Instruction: Could you give the material between the lines holding "Question: can you spot any book" and "[0, 36, 22, 64]", inclusive, again, changing "white lamp" to "desk lamp" and keeping everything else the same?

Detection annotation records:

>>>>

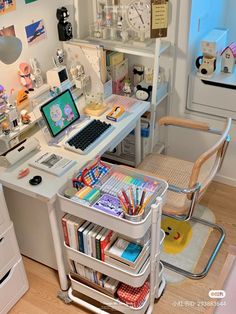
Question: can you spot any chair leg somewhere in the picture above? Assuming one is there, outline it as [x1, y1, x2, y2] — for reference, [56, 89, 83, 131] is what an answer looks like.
[161, 216, 225, 279]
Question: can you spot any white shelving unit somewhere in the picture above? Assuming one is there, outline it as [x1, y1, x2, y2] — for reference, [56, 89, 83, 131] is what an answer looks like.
[69, 0, 177, 162]
[58, 166, 168, 314]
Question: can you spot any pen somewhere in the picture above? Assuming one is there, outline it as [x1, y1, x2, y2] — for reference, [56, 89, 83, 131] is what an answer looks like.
[139, 190, 146, 207]
[121, 189, 132, 215]
[135, 188, 139, 207]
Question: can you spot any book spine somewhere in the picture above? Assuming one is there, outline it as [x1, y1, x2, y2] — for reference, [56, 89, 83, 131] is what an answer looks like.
[67, 220, 77, 250]
[74, 222, 79, 251]
[100, 230, 113, 262]
[96, 239, 101, 260]
[78, 230, 84, 253]
[61, 215, 70, 246]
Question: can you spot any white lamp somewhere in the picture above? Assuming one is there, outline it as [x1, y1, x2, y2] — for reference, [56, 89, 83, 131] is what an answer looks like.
[0, 36, 22, 64]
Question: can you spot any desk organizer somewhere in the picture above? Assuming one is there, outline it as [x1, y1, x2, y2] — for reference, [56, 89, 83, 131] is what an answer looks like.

<<<<

Complete output:
Question: can you spot any book spine somewhere in the picture above? Assuming one is there, outline it as [x1, y1, x2, y2] — for reference, [56, 89, 83, 131] is what an answer looks like.
[67, 220, 77, 250]
[74, 222, 79, 251]
[100, 230, 113, 262]
[96, 239, 101, 260]
[78, 230, 84, 253]
[61, 215, 70, 246]
Question: can you spot any desk lamp somewhere in the picture above? Assuming one is there, outline it as [x1, y1, x2, y2] — for reference, [56, 89, 83, 131] is what an answer looks like.
[0, 36, 22, 64]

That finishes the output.